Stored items
#####
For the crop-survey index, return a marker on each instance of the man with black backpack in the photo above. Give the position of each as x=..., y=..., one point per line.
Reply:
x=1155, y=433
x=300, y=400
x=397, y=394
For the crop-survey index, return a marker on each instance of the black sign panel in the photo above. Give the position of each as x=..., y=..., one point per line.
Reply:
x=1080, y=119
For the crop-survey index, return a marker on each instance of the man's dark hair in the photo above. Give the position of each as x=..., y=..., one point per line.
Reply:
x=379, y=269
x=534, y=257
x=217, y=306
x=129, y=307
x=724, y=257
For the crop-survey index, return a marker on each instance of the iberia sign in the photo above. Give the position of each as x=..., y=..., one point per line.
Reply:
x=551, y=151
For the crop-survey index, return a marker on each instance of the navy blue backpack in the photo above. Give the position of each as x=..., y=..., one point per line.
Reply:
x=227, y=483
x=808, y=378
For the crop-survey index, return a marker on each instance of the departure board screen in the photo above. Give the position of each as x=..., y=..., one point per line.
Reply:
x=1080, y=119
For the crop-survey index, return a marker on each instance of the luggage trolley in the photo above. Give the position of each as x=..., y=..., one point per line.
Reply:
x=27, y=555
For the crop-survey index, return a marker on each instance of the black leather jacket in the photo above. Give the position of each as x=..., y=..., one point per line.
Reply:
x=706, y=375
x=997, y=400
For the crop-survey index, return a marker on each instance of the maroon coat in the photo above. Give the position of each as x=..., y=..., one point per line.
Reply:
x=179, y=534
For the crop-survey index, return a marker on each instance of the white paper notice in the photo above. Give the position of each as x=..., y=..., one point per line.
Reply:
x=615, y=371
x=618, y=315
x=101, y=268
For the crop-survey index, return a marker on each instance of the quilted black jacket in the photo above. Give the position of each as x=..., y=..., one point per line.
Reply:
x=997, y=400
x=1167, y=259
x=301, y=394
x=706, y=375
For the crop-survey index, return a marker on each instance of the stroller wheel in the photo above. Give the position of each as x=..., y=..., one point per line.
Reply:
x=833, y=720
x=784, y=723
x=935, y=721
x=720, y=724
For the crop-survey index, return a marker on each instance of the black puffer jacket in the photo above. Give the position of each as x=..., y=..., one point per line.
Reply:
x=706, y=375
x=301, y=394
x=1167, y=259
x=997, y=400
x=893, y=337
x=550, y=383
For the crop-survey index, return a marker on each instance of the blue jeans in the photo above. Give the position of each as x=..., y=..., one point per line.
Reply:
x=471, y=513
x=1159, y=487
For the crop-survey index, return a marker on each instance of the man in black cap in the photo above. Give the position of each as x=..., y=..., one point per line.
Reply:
#####
■ **Problem requirements**
Please find every line in the records above that holds the word "sign" and copy it.

■ **Result of this exercise**
For the crop-survey index, return a marker on each instance of the black sign panel in the photo above. Give the position of each as x=..., y=..., one point per line.
For the crop-survey index, return a marker on each instance of the iberia sign in the photo above. Give the position of each as x=..., y=..., one point per line.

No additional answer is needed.